Dataset entries

%%

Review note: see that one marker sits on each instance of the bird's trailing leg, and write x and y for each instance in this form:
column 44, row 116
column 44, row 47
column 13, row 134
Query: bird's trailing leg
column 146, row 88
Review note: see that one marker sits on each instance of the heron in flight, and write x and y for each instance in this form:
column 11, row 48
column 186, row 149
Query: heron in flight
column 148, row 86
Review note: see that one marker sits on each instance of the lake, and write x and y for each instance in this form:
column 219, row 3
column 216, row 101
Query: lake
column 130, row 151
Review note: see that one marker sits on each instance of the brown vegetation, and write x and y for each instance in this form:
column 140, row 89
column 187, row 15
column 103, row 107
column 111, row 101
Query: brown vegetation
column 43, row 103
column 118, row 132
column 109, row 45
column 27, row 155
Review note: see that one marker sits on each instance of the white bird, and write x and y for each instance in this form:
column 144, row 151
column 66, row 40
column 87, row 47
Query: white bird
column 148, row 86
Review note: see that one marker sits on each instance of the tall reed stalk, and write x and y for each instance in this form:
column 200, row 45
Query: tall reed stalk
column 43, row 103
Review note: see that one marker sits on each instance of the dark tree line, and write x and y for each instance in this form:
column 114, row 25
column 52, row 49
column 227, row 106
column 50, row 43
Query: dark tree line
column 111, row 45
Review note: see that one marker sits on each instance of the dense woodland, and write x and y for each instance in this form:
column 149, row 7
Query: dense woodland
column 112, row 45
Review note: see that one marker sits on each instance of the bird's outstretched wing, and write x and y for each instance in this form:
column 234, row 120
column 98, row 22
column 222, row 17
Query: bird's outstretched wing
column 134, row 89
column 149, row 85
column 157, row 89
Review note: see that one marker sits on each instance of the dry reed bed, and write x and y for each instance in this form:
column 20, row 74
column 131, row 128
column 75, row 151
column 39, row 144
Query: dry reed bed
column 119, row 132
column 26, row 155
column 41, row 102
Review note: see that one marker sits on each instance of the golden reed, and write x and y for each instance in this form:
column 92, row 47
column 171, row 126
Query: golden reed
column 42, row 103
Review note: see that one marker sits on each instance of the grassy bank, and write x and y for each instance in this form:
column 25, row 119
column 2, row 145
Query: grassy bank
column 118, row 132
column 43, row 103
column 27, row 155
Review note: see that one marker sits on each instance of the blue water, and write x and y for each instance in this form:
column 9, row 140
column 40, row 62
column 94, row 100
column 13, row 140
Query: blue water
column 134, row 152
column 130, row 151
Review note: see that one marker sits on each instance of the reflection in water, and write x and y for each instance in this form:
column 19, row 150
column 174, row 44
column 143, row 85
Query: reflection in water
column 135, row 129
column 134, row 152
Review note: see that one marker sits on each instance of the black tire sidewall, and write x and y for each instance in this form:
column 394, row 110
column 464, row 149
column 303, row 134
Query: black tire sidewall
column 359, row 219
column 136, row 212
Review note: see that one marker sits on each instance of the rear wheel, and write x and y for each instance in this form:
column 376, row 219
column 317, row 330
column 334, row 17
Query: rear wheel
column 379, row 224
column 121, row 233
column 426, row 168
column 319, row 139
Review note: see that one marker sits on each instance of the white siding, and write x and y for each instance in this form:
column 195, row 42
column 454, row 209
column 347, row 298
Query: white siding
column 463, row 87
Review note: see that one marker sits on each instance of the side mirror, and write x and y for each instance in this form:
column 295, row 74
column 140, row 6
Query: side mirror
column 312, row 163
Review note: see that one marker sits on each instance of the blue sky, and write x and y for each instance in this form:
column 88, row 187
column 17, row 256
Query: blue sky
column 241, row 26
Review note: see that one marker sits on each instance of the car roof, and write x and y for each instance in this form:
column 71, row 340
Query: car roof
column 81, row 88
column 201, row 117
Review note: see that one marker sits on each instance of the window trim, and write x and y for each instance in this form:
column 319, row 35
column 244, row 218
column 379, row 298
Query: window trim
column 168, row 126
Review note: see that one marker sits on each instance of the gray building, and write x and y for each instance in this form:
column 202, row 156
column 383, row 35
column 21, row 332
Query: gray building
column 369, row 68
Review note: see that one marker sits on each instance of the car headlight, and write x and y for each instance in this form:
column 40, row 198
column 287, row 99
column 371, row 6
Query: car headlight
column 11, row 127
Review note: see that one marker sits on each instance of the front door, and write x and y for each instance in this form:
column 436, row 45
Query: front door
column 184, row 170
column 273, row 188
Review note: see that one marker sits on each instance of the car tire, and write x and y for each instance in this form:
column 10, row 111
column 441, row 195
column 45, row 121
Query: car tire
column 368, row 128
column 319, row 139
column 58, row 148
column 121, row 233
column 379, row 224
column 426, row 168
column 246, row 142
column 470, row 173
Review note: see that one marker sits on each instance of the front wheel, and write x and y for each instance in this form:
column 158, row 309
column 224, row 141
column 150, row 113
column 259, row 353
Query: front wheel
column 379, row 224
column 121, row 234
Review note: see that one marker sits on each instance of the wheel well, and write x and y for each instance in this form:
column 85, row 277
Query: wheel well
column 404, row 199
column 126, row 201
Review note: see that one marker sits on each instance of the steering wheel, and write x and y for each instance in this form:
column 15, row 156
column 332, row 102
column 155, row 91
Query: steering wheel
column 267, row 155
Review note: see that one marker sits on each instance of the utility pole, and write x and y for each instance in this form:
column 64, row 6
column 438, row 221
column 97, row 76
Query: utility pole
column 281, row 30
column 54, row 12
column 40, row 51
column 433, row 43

%%

### DESCRIPTION OF THE TASK
All records above must be returned exactly as they appear.

### OUTPUT BELOW
Review note: see that one marker sits on each instance of the bird's trailing leg, and write x and y for each instance in this form:
column 44, row 116
column 44, row 47
column 13, row 134
Query: bird's trailing leg
column 146, row 88
Review note: see that one marker sits on each instance of the heron in flight, and write x and y for each instance in this form:
column 11, row 48
column 186, row 149
Query: heron in flight
column 148, row 86
Review note: see that one marker sits on each instance of the lake, and write x and y for each instance in this form:
column 219, row 3
column 216, row 101
Query: lake
column 130, row 151
Review note: see that one marker sits on each instance of the brown vegetation, and write x and y for each instance in this form:
column 140, row 89
column 187, row 15
column 103, row 107
column 111, row 101
Query: brown vegetation
column 43, row 103
column 118, row 132
column 109, row 45
column 27, row 155
Review note: see that one marker sits on each instance of the white bird, and write x and y for each instance in this form:
column 144, row 151
column 66, row 40
column 87, row 47
Query: white bird
column 148, row 86
Review note: see that one marker sits on each instance of the tall reed stalk, and write x and y for each instance in this form:
column 200, row 45
Query: tall reed stalk
column 43, row 103
Review note: see that one marker sits on each instance of the dark tree line, and write x and y for each instance in this form:
column 114, row 25
column 52, row 49
column 227, row 106
column 50, row 43
Query: dark tree line
column 111, row 45
Review note: see that one marker sits on each instance of the dense woodland, and write x and y for each instance in this form:
column 149, row 7
Query: dense woodland
column 112, row 45
Review note: see that one marker sits on each instance of the bird's outstretched wing, and write x and y for each instance in this form:
column 234, row 120
column 98, row 22
column 222, row 17
Query: bird's outstretched wing
column 134, row 89
column 149, row 85
column 157, row 89
Review note: see that one marker sits on each instance of the dry reed bed, and write x and y for each instance in this form:
column 20, row 74
column 131, row 128
column 75, row 151
column 39, row 144
Query: dry reed bed
column 119, row 132
column 26, row 155
column 41, row 102
Review note: see that one marker sits on each instance of the golden reed, and write x and y for each instance in this form:
column 92, row 47
column 171, row 126
Query: golden reed
column 42, row 103
Review note: see that one marker sits on each instance of the grassy bank, and write x and y for each instance in this form:
column 25, row 119
column 2, row 145
Query: grassy bank
column 118, row 132
column 43, row 103
column 27, row 155
Review note: see that one marker sits on each instance of the blue water, and write x and y for each instance in this form:
column 9, row 140
column 40, row 62
column 94, row 100
column 13, row 140
Query: blue water
column 134, row 152
column 130, row 151
Review note: see that one marker sits on each instance of the reflection in water, and write x and y for each instance in this form:
column 19, row 150
column 174, row 44
column 143, row 85
Query: reflection in water
column 135, row 129
column 134, row 152
Review note: see that one marker sits on each instance of the black tire sidewall, and write x and y for each instance in this form:
column 394, row 110
column 464, row 149
column 303, row 134
Query: black tire sidewall
column 359, row 219
column 136, row 212
Review note: see that one marker sits on each instance of the rear wheel, and write x and y for each instance in this form:
column 376, row 219
column 317, row 330
column 334, row 17
Query: rear wheel
column 379, row 224
column 121, row 233
column 426, row 168
column 319, row 139
Review note: see that one marker sits on each instance of the white siding, and write x and y for each instance in this form:
column 195, row 42
column 454, row 209
column 347, row 298
Query: white siding
column 463, row 87
Review note: see that one marker sits on each instance of the side mirror, and write x and y for each instance in this form:
column 295, row 74
column 140, row 6
Query: side mirror
column 312, row 163
Review note: see that one marker sits on each instance of the blue sky, and write x and y for each instance in this form:
column 88, row 187
column 17, row 256
Query: blue sky
column 241, row 26
Review note: see that one marker sits on each instance of the car roof, and write x and y for each instance in this form:
column 71, row 340
Query: car roof
column 81, row 88
column 201, row 117
Review note: see that one marker sits on each instance of the window trim, and write x and y for each instance in this form:
column 319, row 35
column 244, row 218
column 379, row 298
Query: window trim
column 168, row 126
Review note: see that one marker sits on each instance of the gray building, and write x and y for each instance in this form:
column 202, row 156
column 383, row 35
column 21, row 332
Query: gray building
column 369, row 68
Review note: see that one marker sits on each instance of the car headlight, and write x and y for each instance in this form:
column 40, row 198
column 287, row 99
column 371, row 6
Query: car headlight
column 11, row 127
Review note: see that one marker sits on each instance of the front door, and write x and y for each instance in this form:
column 436, row 45
Query: front door
column 184, row 170
column 273, row 188
Review note: see that one marker sits on each instance of the car tire, and write x and y for each instance in this form:
column 10, row 111
column 441, row 195
column 45, row 121
Query: car tire
column 368, row 128
column 319, row 139
column 58, row 148
column 121, row 233
column 379, row 224
column 426, row 168
column 246, row 142
column 470, row 173
Review note: see that one marker sits on each instance of the front wheel, and write x and y for each instance in this form:
column 158, row 309
column 224, row 141
column 150, row 113
column 259, row 353
Query: front wheel
column 379, row 224
column 121, row 234
Review note: see that one marker sits on each instance of the wheel well, and write x and y for each instance in this form:
column 85, row 277
Query: wheel well
column 404, row 199
column 126, row 201
Review note: see that one marker sits on each instance of the steering wheel, and write x and y for each instance in this form:
column 15, row 156
column 332, row 102
column 155, row 91
Query: steering wheel
column 267, row 155
Review note: see that one marker sits on each instance of the utility pole, and write x and y for each instance in this form:
column 64, row 6
column 438, row 221
column 97, row 76
Query: utility pole
column 281, row 30
column 54, row 12
column 40, row 51
column 433, row 43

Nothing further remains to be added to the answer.